■ WHAT THE TASK ASKS
Extract every line of the records that contains the string "rough", copying each one in full.
*** Opening of DATA SUPPLIED ***
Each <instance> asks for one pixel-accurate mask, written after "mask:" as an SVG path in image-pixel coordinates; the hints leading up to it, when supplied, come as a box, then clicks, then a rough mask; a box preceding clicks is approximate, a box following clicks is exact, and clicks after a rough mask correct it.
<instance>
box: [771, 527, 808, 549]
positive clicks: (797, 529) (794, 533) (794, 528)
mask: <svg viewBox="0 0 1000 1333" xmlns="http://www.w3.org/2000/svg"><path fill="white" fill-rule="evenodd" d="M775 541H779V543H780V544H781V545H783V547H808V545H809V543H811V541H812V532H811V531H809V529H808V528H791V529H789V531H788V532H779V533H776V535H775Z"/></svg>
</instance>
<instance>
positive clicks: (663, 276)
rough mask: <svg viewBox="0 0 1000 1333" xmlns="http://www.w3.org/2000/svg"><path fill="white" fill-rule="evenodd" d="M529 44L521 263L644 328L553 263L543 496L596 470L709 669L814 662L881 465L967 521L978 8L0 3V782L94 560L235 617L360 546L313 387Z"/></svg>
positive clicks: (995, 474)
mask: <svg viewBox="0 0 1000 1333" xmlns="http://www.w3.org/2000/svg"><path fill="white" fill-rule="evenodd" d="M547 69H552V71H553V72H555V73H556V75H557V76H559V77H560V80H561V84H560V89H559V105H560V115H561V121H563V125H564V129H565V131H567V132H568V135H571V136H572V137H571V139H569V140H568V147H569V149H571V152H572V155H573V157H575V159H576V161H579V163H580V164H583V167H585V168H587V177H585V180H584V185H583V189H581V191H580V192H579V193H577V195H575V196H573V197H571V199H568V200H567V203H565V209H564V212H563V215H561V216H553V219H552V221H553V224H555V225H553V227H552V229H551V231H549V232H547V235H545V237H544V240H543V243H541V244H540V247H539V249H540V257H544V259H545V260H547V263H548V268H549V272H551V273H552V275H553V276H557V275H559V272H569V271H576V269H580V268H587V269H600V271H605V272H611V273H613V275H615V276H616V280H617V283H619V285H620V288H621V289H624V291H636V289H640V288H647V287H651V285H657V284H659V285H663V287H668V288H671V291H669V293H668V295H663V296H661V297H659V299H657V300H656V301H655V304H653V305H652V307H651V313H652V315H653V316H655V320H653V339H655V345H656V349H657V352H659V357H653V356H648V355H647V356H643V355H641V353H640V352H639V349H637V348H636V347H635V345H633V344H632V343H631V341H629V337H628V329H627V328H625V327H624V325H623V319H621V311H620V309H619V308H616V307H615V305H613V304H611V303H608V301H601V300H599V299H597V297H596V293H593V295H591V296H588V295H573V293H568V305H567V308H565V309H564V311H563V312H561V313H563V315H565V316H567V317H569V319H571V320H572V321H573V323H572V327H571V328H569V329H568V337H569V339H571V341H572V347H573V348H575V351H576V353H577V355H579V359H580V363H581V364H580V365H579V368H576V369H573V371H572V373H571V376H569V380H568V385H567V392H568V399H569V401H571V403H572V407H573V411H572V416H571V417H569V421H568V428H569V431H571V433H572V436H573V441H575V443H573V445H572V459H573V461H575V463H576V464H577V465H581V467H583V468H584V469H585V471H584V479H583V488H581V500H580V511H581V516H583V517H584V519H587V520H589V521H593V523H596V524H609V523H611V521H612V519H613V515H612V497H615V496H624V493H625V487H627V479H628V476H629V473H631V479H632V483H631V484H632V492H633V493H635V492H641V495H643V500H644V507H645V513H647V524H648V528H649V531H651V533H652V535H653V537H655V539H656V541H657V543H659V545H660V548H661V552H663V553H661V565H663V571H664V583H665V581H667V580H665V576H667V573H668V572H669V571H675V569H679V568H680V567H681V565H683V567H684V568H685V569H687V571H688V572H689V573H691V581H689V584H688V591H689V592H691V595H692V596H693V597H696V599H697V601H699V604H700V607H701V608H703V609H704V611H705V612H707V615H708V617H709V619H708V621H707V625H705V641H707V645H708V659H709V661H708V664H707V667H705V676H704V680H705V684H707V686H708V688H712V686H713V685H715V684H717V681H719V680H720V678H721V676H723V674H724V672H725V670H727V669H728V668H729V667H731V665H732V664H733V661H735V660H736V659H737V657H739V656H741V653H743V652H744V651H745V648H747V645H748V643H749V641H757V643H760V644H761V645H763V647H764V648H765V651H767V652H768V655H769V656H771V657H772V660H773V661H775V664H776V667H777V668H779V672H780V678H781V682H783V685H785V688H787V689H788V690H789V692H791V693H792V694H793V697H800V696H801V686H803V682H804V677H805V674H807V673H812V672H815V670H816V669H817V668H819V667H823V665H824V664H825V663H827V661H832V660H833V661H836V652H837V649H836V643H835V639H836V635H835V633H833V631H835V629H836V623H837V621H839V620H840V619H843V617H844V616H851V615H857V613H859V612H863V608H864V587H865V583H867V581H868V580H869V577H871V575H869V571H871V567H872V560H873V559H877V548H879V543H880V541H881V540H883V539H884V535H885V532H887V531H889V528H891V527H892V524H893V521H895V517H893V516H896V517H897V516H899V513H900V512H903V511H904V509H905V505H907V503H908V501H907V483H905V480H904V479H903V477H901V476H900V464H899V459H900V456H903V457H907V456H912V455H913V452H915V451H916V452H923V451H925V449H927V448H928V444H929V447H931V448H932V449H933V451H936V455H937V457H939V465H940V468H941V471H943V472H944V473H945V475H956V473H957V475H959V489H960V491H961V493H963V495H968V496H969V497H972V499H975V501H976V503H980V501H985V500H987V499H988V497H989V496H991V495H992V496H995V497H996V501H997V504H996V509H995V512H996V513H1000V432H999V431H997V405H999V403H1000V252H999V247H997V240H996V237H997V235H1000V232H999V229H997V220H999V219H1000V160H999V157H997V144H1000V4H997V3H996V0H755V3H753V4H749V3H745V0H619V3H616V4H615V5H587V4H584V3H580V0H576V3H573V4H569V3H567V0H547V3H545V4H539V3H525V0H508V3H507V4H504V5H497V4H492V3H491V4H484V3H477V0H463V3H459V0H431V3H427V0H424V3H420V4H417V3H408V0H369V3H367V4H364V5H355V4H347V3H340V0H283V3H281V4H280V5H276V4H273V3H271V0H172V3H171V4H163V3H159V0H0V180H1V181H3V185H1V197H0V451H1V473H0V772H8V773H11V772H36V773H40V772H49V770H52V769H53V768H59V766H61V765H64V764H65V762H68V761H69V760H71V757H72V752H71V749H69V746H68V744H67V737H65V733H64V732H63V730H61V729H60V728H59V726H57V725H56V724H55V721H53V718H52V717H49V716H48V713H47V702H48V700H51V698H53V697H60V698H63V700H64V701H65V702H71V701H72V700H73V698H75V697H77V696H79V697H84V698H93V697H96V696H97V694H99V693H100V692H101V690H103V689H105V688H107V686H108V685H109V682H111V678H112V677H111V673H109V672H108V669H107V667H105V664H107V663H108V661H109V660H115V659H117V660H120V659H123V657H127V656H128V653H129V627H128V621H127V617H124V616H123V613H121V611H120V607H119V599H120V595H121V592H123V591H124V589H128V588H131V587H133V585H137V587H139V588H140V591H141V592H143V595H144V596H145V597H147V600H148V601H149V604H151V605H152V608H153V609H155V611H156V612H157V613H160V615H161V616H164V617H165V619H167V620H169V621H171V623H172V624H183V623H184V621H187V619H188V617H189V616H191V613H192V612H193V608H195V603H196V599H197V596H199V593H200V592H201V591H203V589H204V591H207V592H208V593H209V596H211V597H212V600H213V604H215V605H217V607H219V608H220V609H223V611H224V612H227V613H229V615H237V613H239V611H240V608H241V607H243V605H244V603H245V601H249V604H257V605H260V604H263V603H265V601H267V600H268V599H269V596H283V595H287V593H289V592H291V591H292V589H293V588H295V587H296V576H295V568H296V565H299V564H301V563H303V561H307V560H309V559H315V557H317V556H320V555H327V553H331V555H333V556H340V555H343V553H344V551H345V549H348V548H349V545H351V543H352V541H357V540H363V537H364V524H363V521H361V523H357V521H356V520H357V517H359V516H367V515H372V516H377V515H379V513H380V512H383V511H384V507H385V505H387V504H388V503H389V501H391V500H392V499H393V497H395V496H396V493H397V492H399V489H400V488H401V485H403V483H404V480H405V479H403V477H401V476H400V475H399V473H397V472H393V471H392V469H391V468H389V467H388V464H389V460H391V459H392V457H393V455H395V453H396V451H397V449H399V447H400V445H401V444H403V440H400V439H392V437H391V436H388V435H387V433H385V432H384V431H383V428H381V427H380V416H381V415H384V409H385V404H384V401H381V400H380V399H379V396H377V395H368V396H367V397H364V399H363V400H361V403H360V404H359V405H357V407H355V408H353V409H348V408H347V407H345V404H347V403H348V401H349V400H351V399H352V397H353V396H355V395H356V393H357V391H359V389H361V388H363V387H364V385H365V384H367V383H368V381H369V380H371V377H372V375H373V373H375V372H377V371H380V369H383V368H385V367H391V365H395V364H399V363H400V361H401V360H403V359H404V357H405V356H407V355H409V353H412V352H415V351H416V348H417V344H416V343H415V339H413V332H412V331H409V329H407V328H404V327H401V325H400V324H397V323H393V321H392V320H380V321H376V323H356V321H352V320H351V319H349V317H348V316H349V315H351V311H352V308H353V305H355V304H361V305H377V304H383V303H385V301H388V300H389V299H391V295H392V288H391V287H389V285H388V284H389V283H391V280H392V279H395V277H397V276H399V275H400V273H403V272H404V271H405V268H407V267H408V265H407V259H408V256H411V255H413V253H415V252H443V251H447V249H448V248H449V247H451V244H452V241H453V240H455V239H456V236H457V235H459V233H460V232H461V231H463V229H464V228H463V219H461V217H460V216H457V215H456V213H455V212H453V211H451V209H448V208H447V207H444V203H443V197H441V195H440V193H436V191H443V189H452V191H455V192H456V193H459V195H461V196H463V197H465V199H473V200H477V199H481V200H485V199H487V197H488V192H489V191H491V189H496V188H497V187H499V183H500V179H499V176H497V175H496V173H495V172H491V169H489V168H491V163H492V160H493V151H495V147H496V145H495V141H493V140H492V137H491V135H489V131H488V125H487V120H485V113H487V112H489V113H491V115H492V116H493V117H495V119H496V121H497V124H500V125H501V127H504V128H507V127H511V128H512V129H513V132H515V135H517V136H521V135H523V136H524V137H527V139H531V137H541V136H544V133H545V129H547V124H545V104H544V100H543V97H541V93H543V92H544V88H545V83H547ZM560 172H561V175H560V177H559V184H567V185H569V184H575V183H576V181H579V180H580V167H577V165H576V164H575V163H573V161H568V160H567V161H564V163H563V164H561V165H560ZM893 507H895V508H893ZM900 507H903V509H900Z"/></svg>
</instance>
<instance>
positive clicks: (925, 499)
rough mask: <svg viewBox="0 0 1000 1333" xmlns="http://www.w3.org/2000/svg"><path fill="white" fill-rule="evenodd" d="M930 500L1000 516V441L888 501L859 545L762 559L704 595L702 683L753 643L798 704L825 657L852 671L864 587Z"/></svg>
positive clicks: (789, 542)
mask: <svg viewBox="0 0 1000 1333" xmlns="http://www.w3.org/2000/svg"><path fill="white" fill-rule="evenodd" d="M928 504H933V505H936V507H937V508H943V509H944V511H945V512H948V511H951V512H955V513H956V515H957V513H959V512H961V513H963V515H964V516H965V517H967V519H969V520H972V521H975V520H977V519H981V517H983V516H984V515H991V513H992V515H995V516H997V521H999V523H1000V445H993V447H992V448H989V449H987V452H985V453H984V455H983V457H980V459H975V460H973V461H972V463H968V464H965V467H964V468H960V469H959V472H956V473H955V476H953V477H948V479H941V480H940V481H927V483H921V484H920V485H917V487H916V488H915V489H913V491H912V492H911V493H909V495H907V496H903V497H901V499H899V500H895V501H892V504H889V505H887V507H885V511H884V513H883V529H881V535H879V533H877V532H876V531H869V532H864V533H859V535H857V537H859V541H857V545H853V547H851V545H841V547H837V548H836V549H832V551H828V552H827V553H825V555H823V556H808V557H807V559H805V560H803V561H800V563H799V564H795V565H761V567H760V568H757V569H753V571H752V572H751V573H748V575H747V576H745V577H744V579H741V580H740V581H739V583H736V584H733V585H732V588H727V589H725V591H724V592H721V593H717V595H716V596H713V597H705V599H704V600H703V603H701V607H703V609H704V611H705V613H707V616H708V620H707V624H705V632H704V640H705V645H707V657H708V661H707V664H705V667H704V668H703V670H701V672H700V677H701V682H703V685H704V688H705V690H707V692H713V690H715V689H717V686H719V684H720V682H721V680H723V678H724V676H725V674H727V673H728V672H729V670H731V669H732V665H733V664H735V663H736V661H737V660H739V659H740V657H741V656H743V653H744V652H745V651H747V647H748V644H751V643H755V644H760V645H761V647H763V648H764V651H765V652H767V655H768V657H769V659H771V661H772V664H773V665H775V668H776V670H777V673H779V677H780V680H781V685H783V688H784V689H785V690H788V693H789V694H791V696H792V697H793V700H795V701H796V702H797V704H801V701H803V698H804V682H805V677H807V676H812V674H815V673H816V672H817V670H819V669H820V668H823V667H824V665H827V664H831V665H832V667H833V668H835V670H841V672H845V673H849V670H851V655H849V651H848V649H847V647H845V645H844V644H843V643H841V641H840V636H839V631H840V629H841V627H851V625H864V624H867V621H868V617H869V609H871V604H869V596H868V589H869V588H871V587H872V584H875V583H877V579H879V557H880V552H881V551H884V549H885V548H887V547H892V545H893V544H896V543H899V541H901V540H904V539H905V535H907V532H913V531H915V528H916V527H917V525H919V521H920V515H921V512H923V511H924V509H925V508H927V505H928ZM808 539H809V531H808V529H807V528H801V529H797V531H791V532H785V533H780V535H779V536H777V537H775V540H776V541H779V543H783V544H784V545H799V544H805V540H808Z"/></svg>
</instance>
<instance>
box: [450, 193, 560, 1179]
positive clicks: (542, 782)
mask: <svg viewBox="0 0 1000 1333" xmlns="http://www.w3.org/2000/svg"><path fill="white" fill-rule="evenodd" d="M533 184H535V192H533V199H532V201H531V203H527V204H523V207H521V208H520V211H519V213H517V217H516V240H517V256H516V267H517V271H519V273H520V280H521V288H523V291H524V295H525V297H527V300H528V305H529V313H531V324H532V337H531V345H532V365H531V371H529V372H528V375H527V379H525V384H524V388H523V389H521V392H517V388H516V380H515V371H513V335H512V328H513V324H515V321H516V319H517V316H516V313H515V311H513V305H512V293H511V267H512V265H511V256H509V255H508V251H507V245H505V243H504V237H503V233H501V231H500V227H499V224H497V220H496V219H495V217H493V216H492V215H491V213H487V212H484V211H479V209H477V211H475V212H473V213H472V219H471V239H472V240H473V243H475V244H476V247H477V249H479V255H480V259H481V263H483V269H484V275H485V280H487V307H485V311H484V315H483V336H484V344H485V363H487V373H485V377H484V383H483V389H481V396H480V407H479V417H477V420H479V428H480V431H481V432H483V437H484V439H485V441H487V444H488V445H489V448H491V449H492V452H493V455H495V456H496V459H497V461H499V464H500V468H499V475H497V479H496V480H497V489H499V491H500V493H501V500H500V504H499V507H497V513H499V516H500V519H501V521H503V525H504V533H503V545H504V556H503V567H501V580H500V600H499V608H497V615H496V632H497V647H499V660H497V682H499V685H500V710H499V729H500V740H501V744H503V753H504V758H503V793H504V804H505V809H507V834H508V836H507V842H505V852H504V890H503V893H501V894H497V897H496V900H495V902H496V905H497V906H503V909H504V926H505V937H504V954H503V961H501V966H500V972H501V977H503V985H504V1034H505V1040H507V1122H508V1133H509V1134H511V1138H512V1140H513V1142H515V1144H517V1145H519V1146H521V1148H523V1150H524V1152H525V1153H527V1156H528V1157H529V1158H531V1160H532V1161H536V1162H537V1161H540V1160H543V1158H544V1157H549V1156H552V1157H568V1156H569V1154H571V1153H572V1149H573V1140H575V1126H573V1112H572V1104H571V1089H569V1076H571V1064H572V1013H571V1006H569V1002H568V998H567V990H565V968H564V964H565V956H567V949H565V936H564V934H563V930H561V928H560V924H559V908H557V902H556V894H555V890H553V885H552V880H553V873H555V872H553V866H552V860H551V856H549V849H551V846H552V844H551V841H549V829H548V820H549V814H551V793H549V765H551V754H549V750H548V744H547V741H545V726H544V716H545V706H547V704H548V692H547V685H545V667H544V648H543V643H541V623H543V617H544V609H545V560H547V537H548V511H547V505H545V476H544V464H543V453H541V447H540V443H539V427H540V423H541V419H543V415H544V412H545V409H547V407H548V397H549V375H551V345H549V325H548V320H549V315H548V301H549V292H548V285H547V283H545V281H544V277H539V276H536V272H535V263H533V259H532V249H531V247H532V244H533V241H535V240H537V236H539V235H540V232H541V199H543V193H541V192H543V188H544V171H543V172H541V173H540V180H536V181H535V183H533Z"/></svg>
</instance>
*** Close of DATA SUPPLIED ***
■ WRITTEN REPLY
Each <instance> asks for one pixel-accurate mask, written after "mask:" as an SVG path in image-pixel coordinates; the hints leading up to it, when supplied, come as a box, then clicks, then a rough mask; a box preceding clicks is approximate, a box following clicks is exact, and clicks after a rough mask correct it.
rough mask: <svg viewBox="0 0 1000 1333" xmlns="http://www.w3.org/2000/svg"><path fill="white" fill-rule="evenodd" d="M529 44L521 263L644 328L553 263L543 496L596 470L709 669L814 662L881 465L967 521L978 8L0 3V782L94 560L235 617L360 546L313 387Z"/></svg>
rough mask: <svg viewBox="0 0 1000 1333" xmlns="http://www.w3.org/2000/svg"><path fill="white" fill-rule="evenodd" d="M930 500L1000 516V441L888 501L859 545L762 559L704 595L702 683L753 643L798 704L825 657L852 671L864 587Z"/></svg>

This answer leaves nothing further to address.